▸ Reading passage
******************************
AIM

To elucidate the role of dickkopf3 (Dkk3) in human pancreatic cancer cell growth.

METHODS

Dkk3 mRNA and protein expression in human pancreatic cancer cell lines were detected by real-time reverse transcription polymerase chain reaction (real-time RT-PCR), Western blotting and immunofluorescence. Methylation of the Dkk3 promoter sequence was examined by methylation-specific polymerase chain reaction (MSP) and Dkk3 mRNA expression was determined by real-time RT-PCR after 5-aza-2'-deoxycytidine (5-aza-dC) treatment. The effects of Dkk3 on cancer cell proliferation and in vitro sensitivity to gemcitabine were investigated by CellTiter 96® AQueous One Solution Cell Proliferation Assay (MTS) after transfecting the Dkk3 expression plasmid into human pancreatic cancer cells. The expression of β-catenin, phosphorylated extracellular signal-regulated protein kinases (pERK) and extracellular signal-regulated protein kinases (ERK) was also examined by real-time RT-PCR and Western blotting after upregulating Dkk3 expression in human pancreatic cancer cells.

RESULTS

The results show that the expression levels of both Dkk3 mRNA and protein were low in all pancreatic cancer cell lines tested. The Dkk3 promoter sequence was methylated in the MIA PaCa-2 and AsPC-1 cell lines, which showed reduced Dkk3 expression. These two cell lines, which initially had a methylated Dkk3 promoter, showed increased Dkk3 mRNA expression that was dependent upon the dosage and timing of the DNA demethylating agent, 5-aza-dC, treatment (P < 0.05 or P < 0.01). When Dkk3 expression was upregulated following the transfection of a Dkk3 expression plasmid into MIA PaCa-2 cells, the ability of cells to proliferate decreased (P < 0.01), and the expression of β-catenin and pERK was downregulated (P < 0.01). Sensitivity to gemcitabine was enhanced in Dkk3 expression plasmid-transfected cells.

CONCLUSION

Our findings, for the first time, implicate Dkk3 as a tumor suppressor in human pancreatic cancer, through the downregulation of β-catenin expression via the ERK-mediated pathway.
******************************
▸ Data excerpt
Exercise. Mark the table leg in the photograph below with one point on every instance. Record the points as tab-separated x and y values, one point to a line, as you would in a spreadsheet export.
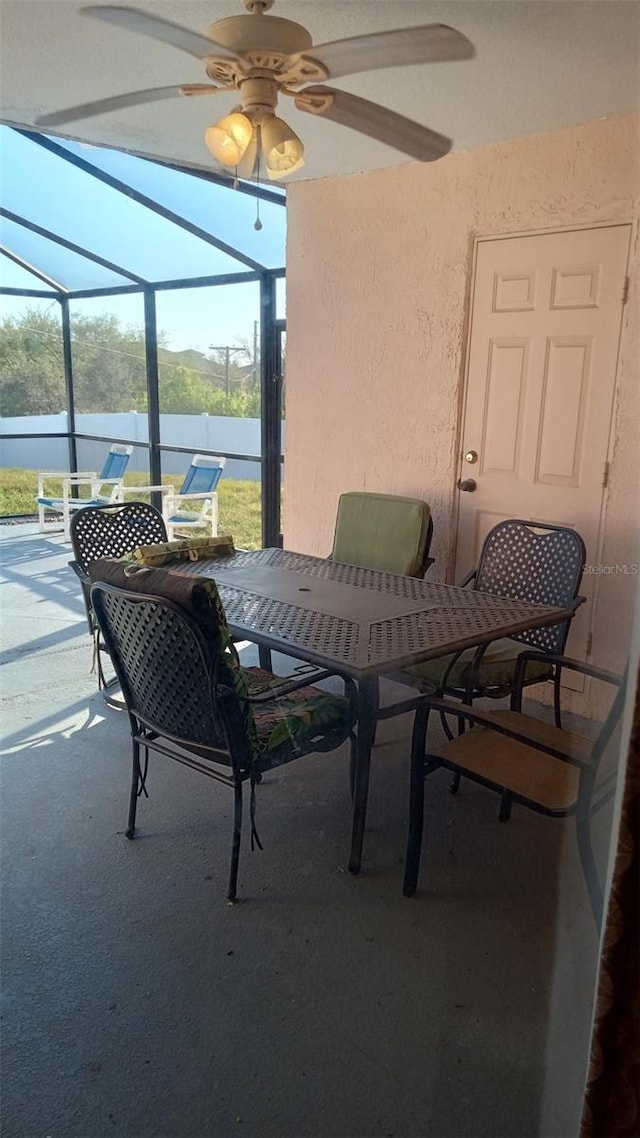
367	715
******************************
▸ Exercise objective
Answer from the Dkk3 abstract:
1. What method was used to examine methylation of the Dkk3 promoter sequence?
2. In which two cell lines was the Dkk3 promoter sequence methylated?
3. Through what pathway does the conclusion say Dkk3 downregulates β-catenin expression?
Draw only on the Dkk3 abstract.

▸ Written answer
1. Methylation-specific polymerase chain reaction (MSP)
2. MIA PaCa-2 and AsPC-1
3. The ERK-mediated pathway